### To do:
Starting from the line containing "In this photo, where can the lamp", give again every line through the end of the entries, word for word. Pictures stay out of the copy.

[Entries taken from a collection]
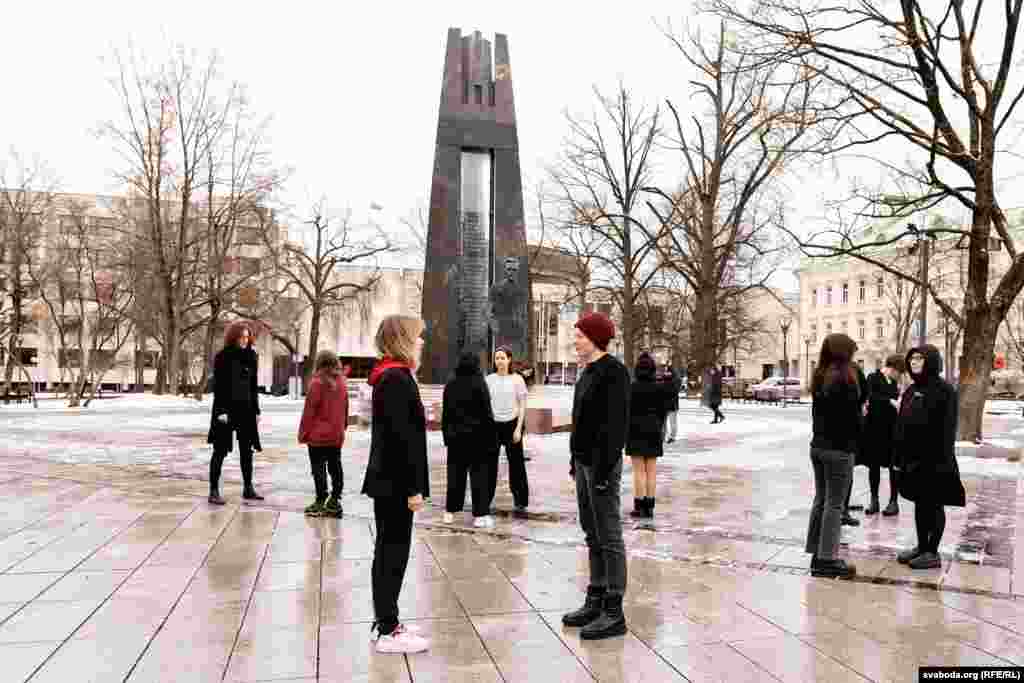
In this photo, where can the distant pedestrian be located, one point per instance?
(713, 392)
(325, 419)
(508, 399)
(236, 410)
(926, 455)
(600, 416)
(880, 432)
(396, 477)
(672, 417)
(836, 426)
(649, 402)
(469, 432)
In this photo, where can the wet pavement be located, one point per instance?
(113, 566)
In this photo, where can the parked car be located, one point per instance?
(774, 387)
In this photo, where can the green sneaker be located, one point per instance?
(314, 510)
(332, 508)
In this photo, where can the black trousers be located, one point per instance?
(393, 520)
(324, 459)
(245, 461)
(517, 465)
(931, 522)
(463, 460)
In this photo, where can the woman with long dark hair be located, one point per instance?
(508, 400)
(469, 432)
(649, 402)
(325, 419)
(880, 432)
(836, 416)
(926, 454)
(396, 477)
(236, 409)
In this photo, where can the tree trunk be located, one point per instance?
(307, 369)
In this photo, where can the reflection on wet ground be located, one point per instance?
(113, 567)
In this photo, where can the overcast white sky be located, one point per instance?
(352, 88)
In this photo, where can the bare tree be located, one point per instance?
(324, 269)
(173, 118)
(27, 198)
(937, 79)
(721, 239)
(599, 183)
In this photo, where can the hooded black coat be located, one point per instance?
(925, 450)
(235, 394)
(467, 419)
(878, 437)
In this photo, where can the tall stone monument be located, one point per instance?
(475, 285)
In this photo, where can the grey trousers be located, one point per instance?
(601, 520)
(833, 475)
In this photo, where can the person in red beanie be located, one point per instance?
(600, 416)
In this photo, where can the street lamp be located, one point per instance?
(807, 358)
(784, 326)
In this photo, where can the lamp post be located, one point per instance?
(784, 326)
(807, 358)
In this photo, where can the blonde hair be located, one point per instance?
(396, 338)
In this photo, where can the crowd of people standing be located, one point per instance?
(907, 427)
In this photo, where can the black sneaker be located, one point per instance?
(834, 569)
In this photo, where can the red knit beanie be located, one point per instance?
(598, 328)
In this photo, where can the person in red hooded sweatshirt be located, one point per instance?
(396, 477)
(325, 418)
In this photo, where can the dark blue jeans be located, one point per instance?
(601, 520)
(833, 475)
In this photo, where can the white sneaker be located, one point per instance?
(401, 641)
(375, 634)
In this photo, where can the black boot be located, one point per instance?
(610, 623)
(591, 608)
(216, 462)
(872, 509)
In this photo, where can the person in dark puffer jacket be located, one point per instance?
(926, 455)
(471, 437)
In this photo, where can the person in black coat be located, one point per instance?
(649, 402)
(469, 432)
(713, 392)
(926, 454)
(880, 431)
(236, 410)
(397, 477)
(672, 417)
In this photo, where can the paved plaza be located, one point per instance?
(114, 567)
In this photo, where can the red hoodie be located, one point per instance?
(325, 416)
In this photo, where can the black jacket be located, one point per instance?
(836, 415)
(397, 466)
(467, 419)
(235, 394)
(880, 425)
(926, 451)
(648, 406)
(600, 414)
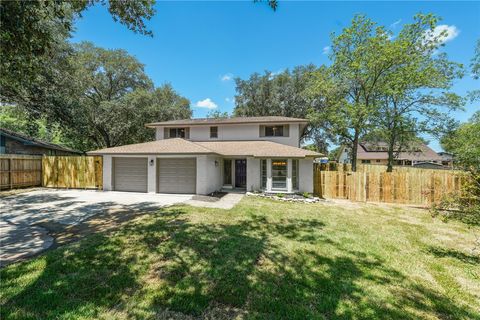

### Your response:
In this photo, where can the lamp post be located, one point per instance?
(784, 326)
(807, 358)
In this photo, where can the blonde hair be located, one point per instance?
(396, 338)
In this photo, where can the crowd of people standing be located, one point per instance?
(907, 427)
In this photo, where can the black sneaker be located, one point per instance?
(834, 569)
In this photo, where can the red knit beanie be located, one point per instance?
(598, 328)
In this photo, where can the person in red hooded sweatshirt be located, one point per instance?
(396, 477)
(325, 418)
In this photo, where can the dark blue jeans be located, one point per instance?
(601, 520)
(833, 475)
In this photo, where can the white sneaker be located, one point per instance?
(401, 641)
(375, 634)
In this photo, where can the black boot be located, one point per instance?
(610, 623)
(591, 608)
(216, 462)
(872, 509)
In this photo, where can the person in dark puffer jacket be located, one point per instance?
(926, 455)
(471, 437)
In this photo, where can the person in black coat be located, one point per instance?
(649, 402)
(469, 432)
(713, 392)
(926, 454)
(880, 431)
(236, 410)
(397, 477)
(672, 417)
In this photo, where can the paved plaza be located, one point per instance?
(114, 567)
In this photo, where can the red hoodie be located, one point per instance?
(325, 416)
In this photo, where can the black jacket be located, one point per instance?
(836, 415)
(397, 466)
(467, 419)
(235, 394)
(880, 425)
(926, 451)
(648, 406)
(600, 414)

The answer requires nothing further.